◆ **The task**
In the text on FIT below, condense the paragraph beginning "One limitation of FIT" into a bulleted list that keeps its main facts.

◆ **Text passage**
>>>

One limitation of FIT is its limited diagnostic accuracy for adenomas at a single determination. In asymptomatic subjects, at a single determination FIT detects 31% and 21% of advanced adenomas at the 10 µg Hb/g and 20 µg Hb/g of faeces thresholds, respectively, with specificity higher than 90%[7]. There are several characteristics of the adenomas associated with a positive FIT: number, location, morphology and size[5]. However, the strength of a FIT-based CRC screening is that it is based on periodic (annual or biennial) determination. Furthermore, the threshold used can be tailored according to colonoscopy capacity and long-term objective. The evidence available on a FIT-based surveillance is limited. A prospective British study published in 2019 investigated whether faecal FIT could reduce the surveillance burden on patients and endoscopy services. The study population was patients with intermediate risk of CRC after polyp removal (1-2 adenomas ≥ 10 mm or 3-4 adenomas < 10 mm). Subjects were offered an annual FIT and all subjects underwent a 3-year scheduled colonoscopy. The number of patients that required work-up colonoscopy using the 10 μg Hb/g threshold was 28.8%. The 3-year programme sensitivity for CRC and advanced adenoma was 72.4% and 56.6% with a specificity of 71.1% and 73.7%, respectively. Incremental cost-effectiveness of colonoscopy vs FIT surveillance was £7354 per additional advanced adenoma detected and £180778 per additional CRC detected[11].

<<<

◆ **Data extracts**

>>>

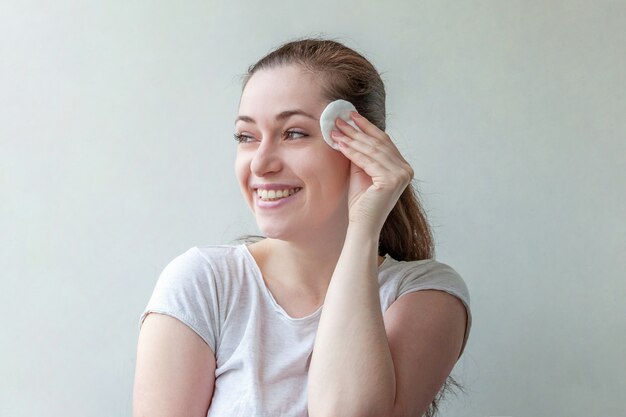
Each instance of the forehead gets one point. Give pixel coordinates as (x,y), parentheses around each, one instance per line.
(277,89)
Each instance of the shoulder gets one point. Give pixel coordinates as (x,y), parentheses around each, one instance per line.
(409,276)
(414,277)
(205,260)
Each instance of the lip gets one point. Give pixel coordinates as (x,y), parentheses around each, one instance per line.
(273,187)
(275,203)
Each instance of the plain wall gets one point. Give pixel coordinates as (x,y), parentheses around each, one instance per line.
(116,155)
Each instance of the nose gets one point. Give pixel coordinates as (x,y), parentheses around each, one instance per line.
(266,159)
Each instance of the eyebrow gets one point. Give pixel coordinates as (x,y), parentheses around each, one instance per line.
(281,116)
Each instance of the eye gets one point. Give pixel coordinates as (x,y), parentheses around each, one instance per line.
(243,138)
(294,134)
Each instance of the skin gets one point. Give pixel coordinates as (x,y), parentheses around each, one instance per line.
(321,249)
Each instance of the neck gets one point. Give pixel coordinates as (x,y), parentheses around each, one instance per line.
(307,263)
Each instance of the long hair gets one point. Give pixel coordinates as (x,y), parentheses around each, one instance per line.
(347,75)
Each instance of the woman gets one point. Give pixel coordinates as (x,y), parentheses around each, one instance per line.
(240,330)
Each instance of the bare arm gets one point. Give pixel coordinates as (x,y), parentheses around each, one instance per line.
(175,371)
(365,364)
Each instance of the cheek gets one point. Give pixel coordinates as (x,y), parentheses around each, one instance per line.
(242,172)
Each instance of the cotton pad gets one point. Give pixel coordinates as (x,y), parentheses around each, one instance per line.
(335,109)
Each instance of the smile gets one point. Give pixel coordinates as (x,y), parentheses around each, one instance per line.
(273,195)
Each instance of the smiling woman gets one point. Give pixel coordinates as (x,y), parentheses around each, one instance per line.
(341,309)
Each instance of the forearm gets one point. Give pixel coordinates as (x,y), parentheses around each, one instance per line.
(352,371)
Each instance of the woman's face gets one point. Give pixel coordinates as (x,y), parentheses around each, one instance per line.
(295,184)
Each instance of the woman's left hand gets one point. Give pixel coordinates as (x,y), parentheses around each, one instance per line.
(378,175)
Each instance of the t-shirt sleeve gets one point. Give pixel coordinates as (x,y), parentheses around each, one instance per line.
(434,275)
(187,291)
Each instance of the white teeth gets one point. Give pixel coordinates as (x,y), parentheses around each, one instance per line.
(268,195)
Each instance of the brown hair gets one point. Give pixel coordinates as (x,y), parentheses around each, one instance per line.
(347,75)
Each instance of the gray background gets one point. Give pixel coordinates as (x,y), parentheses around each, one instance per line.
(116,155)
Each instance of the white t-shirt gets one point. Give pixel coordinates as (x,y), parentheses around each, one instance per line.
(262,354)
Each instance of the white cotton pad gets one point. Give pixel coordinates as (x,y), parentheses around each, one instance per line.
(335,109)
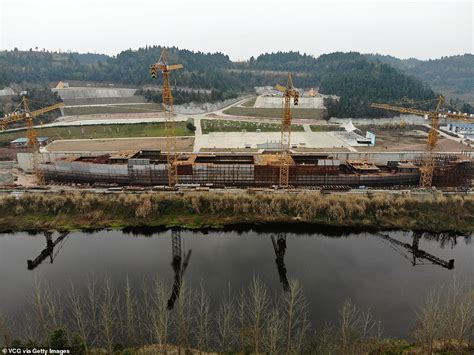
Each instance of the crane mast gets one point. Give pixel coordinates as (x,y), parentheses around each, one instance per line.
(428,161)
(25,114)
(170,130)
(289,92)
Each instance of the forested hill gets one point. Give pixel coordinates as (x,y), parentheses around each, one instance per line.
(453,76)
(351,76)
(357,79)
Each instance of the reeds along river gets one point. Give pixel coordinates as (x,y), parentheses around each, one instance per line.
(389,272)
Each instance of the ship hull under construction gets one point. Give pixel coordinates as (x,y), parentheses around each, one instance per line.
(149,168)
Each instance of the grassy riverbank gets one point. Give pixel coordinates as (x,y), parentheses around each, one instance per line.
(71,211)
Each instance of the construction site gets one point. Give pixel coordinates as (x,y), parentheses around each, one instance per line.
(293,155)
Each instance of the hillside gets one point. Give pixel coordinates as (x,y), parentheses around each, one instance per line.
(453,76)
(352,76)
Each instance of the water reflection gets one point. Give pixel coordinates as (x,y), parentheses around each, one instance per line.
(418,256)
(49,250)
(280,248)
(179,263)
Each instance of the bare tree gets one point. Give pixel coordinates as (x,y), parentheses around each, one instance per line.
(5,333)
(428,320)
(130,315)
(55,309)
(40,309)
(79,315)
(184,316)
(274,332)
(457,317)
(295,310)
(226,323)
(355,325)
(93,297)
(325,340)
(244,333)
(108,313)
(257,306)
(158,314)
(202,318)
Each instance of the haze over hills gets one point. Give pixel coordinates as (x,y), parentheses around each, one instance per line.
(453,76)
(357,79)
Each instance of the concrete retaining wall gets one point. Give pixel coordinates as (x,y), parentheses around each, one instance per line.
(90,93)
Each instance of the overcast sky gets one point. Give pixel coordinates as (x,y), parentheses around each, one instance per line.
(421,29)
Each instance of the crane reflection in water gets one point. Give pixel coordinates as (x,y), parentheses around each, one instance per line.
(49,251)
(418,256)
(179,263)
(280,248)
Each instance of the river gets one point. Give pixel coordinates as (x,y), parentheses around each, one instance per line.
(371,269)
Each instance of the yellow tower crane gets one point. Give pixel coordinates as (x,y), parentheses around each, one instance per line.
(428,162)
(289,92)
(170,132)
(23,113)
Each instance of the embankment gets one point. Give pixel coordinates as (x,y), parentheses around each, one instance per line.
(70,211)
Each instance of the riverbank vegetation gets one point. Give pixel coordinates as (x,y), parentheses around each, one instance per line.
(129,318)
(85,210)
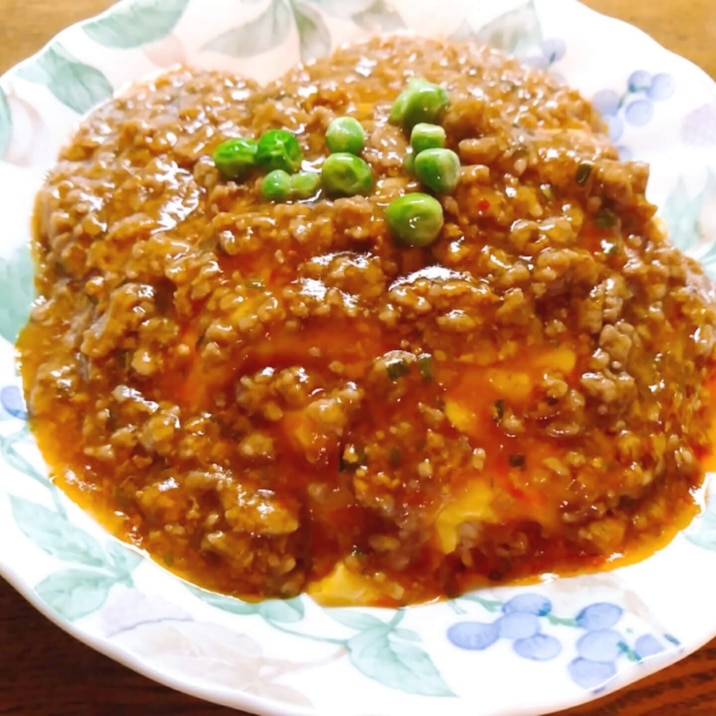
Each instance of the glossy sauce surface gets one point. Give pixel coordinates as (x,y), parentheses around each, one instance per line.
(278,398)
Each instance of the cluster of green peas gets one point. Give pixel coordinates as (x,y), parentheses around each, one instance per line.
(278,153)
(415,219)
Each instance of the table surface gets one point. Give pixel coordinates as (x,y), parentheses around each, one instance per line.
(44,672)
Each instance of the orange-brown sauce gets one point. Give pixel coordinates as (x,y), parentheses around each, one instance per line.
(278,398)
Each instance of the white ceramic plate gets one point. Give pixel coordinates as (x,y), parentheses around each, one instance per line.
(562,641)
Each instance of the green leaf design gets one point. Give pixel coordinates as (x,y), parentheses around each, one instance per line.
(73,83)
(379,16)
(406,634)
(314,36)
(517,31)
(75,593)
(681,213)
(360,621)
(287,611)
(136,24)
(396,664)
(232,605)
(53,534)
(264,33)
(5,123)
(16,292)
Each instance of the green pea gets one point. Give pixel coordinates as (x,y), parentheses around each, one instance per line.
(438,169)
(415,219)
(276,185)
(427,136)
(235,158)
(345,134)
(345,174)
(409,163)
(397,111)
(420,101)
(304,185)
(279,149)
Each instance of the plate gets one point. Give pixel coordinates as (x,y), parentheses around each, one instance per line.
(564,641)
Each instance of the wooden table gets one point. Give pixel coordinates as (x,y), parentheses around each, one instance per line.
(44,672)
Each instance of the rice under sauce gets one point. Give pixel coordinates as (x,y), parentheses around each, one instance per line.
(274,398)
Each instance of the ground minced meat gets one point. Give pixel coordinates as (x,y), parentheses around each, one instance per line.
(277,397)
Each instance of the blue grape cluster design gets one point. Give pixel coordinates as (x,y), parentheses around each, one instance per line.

<<<

◆ **Written answer**
- FIT has limited accuracy for adenomas at a single determination. In asymptomatic subjects it detects 31% of advanced adenomas at the 10 µg Hb/g threshold and 21% at 20 µg Hb/g, with specificity above 90%.
- A positive FIT is associated with adenoma number, location, morphology and size.
- FIT-based CRC screening is strong because it is repeated annually or biennially. Its threshold can be adjusted to colonoscopy capacity and long-term goals.
- Evidence on FIT-based surveillance is limited.
- A 2019 prospective British study offered annual FIT to patients at intermediate CRC risk after polyp removal (1-2 adenomas ≥ 10 mm or 3-4 adenomas < 10 mm). All of them also had a scheduled colonoscopy at 3 years.
  - At the 10 μg Hb/g threshold, 28.8% needed work-up colonoscopy.
  - Three-year sensitivity was 72.4% for CRC and 56.6% for advanced adenoma. Specificity was 71.1% and 73.7%, respectively.
  - Colonoscopy cost £7354 more than FIT surveillance per additional advanced adenoma detected and £180778 more per additional CRC detected.